• Omschrijving opdracht: Kopieer letterlijk het gedeelte van het fragment dat opent met de woorden die "De leden van de PvdD-fractie willen" bevatten en afsluit met "Graag een reactie.".

De leden van de PvdD-fractie willen graag weten waarom ervoor is gekozen om eventuele aanpassingen van het ontwikkelkader alleen in de ministerraad te bespreken. Zij zouden graag zien dat de Kamer zich uit kan spreken over de randvoorwaarden voor TenneT en de exploitatie van de windparken. Wind op Zee gaat namelijk over meer dan alleen energie opwekken, ook de invloed op de natuur en waterecologie verdient constante aandacht en monitoring. De leden van de PvdD-fractie achten het daarom wenselijk dat de Kamer invloed houdt op de wijziging van ontwikkelkaders. Graag een reactie.
De leden van de PVV-fractie constateren dat de regering stelt dat het dichter op elkaar brengen van de tenders de concurrentie vermindert. Kan de regering dit onderbouwen? Waarom zouden bepaalde bedrijven wel een bod uitbrengen indien de tenders verder uit elkaar liggen? Kan de regering aangeven wat de consequentie is indien de Europese 14% doelstelling niet wordt gehaald? Kunnen er dan financiële sancties volgen en zo ja wat is de geschatte omvang hiervan?

• Verstrekte gegevens:
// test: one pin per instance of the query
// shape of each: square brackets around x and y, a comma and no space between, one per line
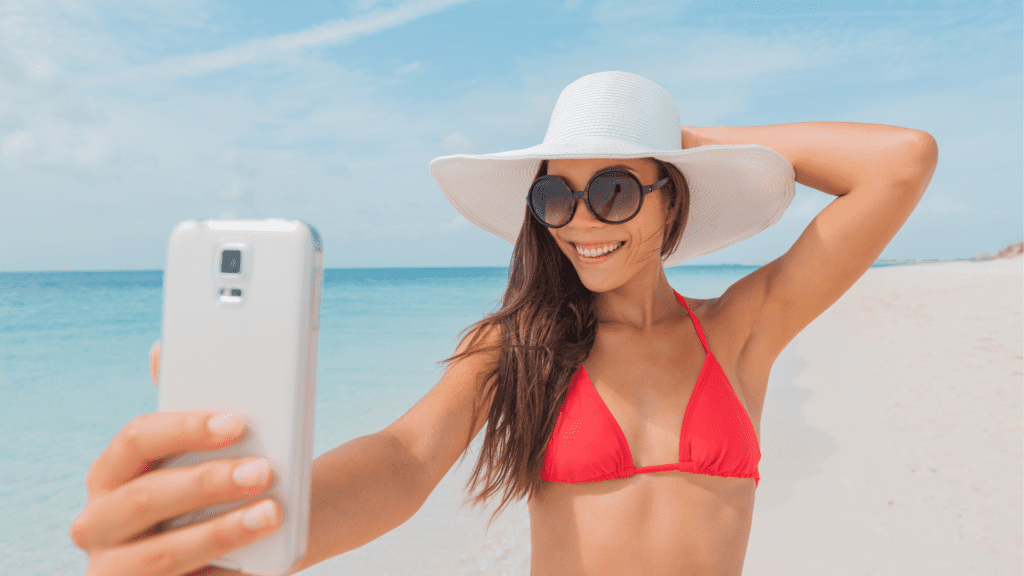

• Resultaat opdracht:
De leden van de PvdD-fractie willen graag weten waarom ervoor is gekozen om eventuele aanpassingen van het ontwikkelkader alleen in de ministerraad te bespreken. Zij zouden graag zien dat de Kamer zich uit kan spreken over de randvoorwaarden voor TenneT en de exploitatie van de windparken. Wind op Zee gaat namelijk over meer dan alleen energie opwekken, ook de invloed op de natuur en waterecologie verdient constante aandacht en monitoring. De leden van de PvdD-fractie achten het daarom wenselijk dat de Kamer invloed houdt op de wijziging van ontwikkelkaders. Graag een reactie.